Selected passage:
---

Happy New Year, everybody! Since I haven’t posted anything about the general state of the markets since October, let me just post a quick update on how far the present bear market has progressed, and whether we can hope to exit it soon.
There’s not much to like about the S&P 500. We may be getting closer to a Golden Cross, where the 50-day moving crosses above the 200-day moving average, but as long as the latter is sloping downwards, I wouldn’t consider this to be an actionable timing signal yet.
The consensus is for a recession in 2023. Looking at a weekly chart, we see that recessions are typically characterized by the S&P 500 plunging through the weekly 200-dma.
Currently, we’re nowhere near that area, so… beware! Lots more to lose if we actually do see a recession in ‘23.
Long-term sentiment readings, about which I first wrote in March 2022, may give some reason for optimism in the coming new year. Recently, sentiment (as measured by the ratio of puts to calls in the options market), has been at unprecedented negative levels. So, we are at the state where a new bull market would be in the realm of the possible: the 2020 turnaround happened around this level 0.69, as did the beginning of the new bull in 2012.
However, the 2016 bull started at an even higher ratio of negativity, and even more so for the GFC. For us to reach the level at which the 2009 bull began would take quite a few more months. I’ll let you know when the first signs of a turnaround appear.
In case you were going to ask, the Baltic Dry Index isn’t displaying anything I like, either.
What about the China wild card?
So, all of this points toward a classic economic-cycle theater play: In its quest to kill off inflation, the Fed will cause unemployment to rise to non-trivial levels. Companies will suffer from lower profits, thus compressing P/E ratios. This has the potential to create losses for the S&P 500 of an additional 20-30%.
But what about China’s opening up after many months of Covid lockdowns? This could be quite positive. Re-activated industrial activity could remove all the remaining supply-capacity restraints which were so inflationary in 2020-2022. And a spending spree by Chinese consumers could be a positive for all kinds of segments, such as consumer durables, or travel.
On the other hand, a resurgent China could be globally inflationary: post-lockdown countries consume more energy and foodstuffs, for instance.
What will the sum effect be? I really don’t know. But in case the news from China is unexpectedly positive, we might get a “soft landing” after all, so please be prepared.
What is your game plan for 2023? Comment and let me know, please.
And have a healthy, happy, financially successful new year!

---

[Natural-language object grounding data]
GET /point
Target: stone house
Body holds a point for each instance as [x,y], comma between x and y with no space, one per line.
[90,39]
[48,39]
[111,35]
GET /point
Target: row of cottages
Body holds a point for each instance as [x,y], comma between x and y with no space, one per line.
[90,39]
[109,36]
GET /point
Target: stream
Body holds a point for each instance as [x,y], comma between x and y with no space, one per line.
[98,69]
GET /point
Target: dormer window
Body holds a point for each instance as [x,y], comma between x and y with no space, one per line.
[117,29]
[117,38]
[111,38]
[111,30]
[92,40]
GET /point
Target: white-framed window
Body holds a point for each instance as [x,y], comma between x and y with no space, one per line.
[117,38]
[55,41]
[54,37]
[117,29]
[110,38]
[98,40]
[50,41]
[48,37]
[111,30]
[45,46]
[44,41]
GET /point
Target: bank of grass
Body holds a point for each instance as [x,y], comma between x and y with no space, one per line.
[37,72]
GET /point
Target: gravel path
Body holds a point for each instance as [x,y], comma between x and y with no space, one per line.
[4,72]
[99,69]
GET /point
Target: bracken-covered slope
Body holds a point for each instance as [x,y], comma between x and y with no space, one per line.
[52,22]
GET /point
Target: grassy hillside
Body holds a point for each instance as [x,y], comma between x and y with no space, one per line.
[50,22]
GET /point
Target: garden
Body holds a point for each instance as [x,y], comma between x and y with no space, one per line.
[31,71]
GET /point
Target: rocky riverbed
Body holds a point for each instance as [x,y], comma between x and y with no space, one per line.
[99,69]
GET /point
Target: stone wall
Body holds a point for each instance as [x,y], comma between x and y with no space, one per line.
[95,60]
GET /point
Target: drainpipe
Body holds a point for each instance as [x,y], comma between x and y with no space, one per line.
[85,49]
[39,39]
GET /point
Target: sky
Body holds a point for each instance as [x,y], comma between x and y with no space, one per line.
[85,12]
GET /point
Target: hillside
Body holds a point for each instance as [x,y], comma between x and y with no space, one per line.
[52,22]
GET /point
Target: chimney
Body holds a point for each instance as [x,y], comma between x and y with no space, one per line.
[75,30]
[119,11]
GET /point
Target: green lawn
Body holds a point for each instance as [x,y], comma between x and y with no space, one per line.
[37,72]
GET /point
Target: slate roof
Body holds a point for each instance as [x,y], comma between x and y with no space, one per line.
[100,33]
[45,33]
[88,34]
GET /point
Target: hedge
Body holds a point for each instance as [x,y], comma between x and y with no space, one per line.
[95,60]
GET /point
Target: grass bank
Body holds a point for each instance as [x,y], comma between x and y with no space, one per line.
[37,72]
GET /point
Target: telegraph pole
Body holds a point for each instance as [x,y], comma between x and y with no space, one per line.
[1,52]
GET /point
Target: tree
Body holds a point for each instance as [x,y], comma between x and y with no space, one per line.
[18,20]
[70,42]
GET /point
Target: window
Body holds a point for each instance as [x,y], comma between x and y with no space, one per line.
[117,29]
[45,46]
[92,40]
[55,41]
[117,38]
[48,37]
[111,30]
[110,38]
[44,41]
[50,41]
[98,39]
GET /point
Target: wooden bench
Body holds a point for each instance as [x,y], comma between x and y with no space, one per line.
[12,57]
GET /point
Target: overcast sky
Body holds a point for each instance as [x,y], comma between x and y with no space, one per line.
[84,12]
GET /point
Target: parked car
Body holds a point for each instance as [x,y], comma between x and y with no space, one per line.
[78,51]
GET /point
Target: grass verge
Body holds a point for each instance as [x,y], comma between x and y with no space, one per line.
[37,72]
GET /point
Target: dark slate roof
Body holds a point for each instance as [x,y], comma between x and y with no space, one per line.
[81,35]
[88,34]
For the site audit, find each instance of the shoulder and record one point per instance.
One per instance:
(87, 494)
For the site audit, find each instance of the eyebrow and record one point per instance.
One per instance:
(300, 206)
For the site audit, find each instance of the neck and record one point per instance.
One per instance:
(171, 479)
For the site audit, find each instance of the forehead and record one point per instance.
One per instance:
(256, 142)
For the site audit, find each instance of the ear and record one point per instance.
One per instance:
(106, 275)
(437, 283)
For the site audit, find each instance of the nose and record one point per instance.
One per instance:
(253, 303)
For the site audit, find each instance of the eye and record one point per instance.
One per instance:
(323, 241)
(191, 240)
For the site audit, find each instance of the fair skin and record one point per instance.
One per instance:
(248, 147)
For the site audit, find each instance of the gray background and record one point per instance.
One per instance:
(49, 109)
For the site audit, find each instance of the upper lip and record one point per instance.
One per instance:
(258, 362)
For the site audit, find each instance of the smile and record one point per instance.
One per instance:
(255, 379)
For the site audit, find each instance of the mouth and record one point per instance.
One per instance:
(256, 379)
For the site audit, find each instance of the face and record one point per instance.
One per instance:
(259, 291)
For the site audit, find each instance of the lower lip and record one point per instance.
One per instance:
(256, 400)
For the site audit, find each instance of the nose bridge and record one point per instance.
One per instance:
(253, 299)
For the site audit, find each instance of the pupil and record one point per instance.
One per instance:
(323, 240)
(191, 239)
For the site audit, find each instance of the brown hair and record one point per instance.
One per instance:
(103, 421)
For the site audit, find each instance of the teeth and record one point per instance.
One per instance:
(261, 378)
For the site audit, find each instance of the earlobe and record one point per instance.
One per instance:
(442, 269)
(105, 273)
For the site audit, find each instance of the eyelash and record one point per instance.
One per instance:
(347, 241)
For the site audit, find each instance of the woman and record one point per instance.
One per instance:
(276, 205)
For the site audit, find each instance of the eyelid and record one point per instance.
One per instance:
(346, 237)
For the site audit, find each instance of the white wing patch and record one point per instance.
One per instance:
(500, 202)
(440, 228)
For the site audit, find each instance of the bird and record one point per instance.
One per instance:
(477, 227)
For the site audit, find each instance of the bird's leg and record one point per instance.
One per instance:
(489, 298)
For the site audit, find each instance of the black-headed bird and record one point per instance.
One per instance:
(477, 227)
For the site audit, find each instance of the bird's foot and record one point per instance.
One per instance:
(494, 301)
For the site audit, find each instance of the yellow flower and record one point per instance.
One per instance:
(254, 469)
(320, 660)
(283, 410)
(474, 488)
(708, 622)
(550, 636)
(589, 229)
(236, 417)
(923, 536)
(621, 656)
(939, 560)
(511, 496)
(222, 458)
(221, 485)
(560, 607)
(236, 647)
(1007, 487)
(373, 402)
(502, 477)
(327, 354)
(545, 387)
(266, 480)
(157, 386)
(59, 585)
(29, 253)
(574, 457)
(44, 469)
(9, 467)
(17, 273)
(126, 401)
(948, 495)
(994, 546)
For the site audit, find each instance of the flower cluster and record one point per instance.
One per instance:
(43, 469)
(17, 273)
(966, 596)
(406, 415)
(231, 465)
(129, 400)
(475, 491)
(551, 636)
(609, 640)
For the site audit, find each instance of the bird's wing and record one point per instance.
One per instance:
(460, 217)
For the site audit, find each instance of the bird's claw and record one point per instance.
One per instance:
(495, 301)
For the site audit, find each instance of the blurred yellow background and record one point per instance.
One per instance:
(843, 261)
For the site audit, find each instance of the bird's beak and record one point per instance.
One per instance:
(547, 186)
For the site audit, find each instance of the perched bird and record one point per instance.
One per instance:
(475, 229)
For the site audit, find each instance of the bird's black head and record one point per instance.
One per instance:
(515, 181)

---

What to work on:
A. In the market update, why does the writer warn that there is a lot more to lose if a recession comes in 2023? Answer in one to three sentences.
B. Decide whether each statement agrees with the market update. Answer yes or no for each and quote the words from the text that settle it.
(i) The 2020 turnaround came at a put-to-call ratio of about 0.69.
(ii) The writer is confident that China's reopening will be positive overall.
(iii) The Baltic Dry Index is showing signs the writer finds encouraging.

Replies:
A. Recessions are usually marked by the S&P 500 plunging through its weekly 200-day moving average, and the index is currently nowhere near that level. A recession in 2023 could therefore bring much deeper losses.

B.
(i) Yes: "the 2020 turnaround happened around this level 0.69"
(ii) No: "What will the sum effect be? I really don’t know."
(iii) No: "the Baltic Dry Index isn’t displaying anything I like, either"